▸ **What the task asks**
All of the records are to be reproduced exactly.

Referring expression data
^^^^^^^^^^^^^^^^
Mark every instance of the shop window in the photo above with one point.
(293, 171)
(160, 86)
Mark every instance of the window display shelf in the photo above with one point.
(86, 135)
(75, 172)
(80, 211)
^^^^^^^^^^^^^^^^
▸ **Your response**
Mark every instance of the shop window in the photo above with one point.
(293, 171)
(160, 86)
Mark every instance of the window display shelf in the photo above with one point.
(86, 135)
(75, 172)
(80, 211)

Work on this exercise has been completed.